__QUÉ HACER__
¿Puedes extraer del material de abajo, sin cambiarlas, todas las líneas que contienen la cadena "cloud"?
----- MATERIAL DE ORIGEN -----
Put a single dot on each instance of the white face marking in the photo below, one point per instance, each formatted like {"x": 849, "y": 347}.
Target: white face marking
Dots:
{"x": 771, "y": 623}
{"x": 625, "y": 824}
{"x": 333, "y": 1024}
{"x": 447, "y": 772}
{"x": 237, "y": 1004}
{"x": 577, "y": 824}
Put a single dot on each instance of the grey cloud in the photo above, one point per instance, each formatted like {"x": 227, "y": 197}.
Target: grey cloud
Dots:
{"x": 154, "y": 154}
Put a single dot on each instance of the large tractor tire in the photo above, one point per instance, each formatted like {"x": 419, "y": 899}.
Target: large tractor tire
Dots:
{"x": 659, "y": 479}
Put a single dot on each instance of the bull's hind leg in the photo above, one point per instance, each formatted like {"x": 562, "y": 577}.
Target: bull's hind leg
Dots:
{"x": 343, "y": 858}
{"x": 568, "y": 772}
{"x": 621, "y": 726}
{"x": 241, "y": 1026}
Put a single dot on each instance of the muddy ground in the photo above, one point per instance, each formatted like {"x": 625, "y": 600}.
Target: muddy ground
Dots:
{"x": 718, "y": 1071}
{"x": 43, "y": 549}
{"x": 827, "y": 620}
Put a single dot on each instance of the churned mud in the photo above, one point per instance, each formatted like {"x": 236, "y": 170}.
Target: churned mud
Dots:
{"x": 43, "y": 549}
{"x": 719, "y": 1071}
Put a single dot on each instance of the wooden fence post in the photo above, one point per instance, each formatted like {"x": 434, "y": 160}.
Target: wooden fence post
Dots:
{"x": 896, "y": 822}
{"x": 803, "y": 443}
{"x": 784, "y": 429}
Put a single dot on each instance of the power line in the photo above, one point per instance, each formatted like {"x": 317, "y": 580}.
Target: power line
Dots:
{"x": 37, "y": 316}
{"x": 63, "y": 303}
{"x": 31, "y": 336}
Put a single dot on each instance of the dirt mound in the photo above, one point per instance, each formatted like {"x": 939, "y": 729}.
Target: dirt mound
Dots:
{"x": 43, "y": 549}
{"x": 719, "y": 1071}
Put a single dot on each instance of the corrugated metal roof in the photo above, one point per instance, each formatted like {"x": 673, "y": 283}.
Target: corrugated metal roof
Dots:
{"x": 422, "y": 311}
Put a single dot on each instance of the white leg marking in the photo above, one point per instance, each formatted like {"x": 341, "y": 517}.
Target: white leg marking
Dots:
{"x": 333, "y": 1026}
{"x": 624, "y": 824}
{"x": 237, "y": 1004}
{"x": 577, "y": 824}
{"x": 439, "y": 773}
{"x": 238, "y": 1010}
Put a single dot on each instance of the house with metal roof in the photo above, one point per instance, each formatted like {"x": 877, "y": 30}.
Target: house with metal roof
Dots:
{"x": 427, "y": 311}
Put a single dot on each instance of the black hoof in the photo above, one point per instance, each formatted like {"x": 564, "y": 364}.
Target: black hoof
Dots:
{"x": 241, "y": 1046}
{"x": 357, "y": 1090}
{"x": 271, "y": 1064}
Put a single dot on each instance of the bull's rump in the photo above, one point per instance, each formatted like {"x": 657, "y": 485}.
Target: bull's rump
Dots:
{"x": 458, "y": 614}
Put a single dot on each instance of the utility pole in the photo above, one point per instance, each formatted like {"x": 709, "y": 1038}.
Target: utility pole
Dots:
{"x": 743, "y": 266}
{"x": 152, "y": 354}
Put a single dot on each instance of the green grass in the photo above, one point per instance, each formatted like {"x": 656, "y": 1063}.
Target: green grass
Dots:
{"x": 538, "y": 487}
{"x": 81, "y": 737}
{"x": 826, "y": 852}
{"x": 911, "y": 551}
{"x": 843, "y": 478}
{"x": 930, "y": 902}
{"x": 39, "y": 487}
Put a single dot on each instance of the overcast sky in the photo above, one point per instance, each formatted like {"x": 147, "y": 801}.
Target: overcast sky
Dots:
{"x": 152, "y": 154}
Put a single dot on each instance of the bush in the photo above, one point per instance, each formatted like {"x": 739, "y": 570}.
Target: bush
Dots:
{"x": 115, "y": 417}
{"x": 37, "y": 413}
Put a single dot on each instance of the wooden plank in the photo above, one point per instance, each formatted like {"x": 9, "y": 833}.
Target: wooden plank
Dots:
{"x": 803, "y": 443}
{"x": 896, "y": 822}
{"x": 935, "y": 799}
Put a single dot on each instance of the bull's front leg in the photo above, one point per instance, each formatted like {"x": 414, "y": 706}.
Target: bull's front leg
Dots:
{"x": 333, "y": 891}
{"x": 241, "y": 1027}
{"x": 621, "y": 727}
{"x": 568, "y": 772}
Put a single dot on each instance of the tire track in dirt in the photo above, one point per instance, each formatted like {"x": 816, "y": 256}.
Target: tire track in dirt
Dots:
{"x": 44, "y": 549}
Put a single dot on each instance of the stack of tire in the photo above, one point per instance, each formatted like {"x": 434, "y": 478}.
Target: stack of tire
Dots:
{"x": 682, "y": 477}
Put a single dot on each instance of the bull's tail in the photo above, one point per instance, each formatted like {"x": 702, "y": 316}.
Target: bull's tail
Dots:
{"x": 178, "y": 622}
-----
----- MATERIAL DE ORIGEN -----
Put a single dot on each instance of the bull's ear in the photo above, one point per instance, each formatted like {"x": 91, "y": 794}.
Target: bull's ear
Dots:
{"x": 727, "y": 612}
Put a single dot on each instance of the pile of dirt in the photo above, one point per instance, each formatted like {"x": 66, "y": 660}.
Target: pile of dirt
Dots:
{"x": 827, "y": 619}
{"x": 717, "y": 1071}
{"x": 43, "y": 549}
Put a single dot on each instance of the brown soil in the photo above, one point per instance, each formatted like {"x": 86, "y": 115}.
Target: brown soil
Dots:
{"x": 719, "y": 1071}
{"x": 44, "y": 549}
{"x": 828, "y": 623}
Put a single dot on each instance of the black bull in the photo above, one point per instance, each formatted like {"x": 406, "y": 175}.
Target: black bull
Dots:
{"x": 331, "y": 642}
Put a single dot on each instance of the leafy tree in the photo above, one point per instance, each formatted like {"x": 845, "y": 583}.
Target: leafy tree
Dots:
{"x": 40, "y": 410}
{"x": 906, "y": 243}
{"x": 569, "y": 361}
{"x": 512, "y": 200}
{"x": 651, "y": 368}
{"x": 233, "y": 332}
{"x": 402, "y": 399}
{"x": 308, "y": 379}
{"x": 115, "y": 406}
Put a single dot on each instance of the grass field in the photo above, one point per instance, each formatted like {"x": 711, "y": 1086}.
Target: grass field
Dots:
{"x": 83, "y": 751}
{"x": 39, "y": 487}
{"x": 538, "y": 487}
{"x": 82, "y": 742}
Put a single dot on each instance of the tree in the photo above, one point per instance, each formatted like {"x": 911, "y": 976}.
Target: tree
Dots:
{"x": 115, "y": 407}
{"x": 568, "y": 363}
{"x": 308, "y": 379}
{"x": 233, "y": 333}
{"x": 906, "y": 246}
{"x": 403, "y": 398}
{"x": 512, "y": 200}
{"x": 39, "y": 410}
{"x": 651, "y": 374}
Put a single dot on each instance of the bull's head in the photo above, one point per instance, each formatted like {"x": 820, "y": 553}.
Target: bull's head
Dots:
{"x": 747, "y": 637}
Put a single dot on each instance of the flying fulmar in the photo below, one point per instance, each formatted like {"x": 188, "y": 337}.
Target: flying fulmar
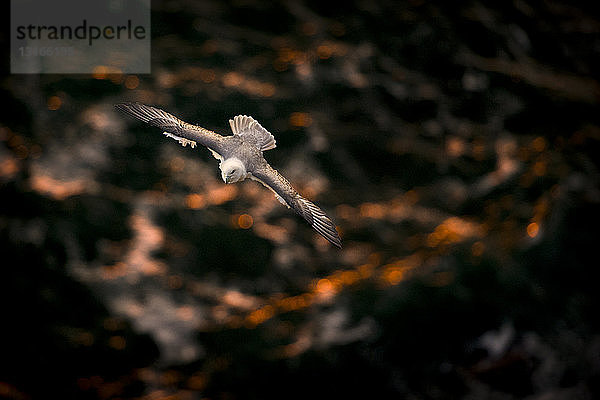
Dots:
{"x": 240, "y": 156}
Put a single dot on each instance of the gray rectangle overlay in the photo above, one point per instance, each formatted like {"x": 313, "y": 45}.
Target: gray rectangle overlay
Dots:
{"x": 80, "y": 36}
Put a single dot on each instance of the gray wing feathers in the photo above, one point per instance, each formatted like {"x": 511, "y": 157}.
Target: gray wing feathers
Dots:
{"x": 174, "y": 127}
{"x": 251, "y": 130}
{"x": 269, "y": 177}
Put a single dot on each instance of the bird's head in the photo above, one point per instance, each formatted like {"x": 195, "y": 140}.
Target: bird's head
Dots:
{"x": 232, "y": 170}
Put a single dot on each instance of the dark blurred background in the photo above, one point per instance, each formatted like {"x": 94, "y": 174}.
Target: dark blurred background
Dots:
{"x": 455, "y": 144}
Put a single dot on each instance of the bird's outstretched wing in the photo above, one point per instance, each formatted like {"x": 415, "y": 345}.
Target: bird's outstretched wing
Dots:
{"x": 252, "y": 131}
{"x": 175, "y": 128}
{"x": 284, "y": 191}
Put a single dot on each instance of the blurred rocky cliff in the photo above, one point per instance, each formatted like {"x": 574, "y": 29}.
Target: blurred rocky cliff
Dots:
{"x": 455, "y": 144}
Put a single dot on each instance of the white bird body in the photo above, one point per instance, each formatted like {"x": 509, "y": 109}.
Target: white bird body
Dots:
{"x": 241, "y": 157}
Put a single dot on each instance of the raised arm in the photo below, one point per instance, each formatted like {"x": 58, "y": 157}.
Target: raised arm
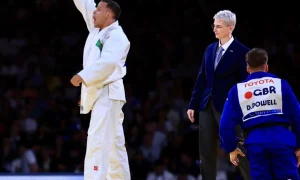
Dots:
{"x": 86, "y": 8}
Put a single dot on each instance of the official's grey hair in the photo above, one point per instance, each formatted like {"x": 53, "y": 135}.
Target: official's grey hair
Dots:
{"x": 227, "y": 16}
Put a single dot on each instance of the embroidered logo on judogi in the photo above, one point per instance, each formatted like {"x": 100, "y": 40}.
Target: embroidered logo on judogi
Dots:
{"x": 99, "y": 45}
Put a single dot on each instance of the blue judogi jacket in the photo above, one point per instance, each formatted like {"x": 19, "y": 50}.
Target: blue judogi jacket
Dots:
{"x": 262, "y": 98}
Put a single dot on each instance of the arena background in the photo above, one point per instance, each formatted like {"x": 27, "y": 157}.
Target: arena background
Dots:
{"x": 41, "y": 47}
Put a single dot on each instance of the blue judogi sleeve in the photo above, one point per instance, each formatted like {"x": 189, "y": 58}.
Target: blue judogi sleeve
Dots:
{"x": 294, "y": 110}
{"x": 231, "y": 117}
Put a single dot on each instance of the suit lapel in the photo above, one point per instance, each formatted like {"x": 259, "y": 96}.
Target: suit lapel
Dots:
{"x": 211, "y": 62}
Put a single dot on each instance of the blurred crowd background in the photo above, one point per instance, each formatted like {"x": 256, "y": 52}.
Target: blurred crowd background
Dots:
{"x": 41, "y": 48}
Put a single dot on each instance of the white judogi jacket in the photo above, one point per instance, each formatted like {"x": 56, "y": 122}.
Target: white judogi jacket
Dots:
-----
__RESPUESTA ESPERADA__
Put a single dot on each instance of the grey cloud in the photo above, one point per instance, each formatted like {"x": 227, "y": 197}.
Target: grey cloud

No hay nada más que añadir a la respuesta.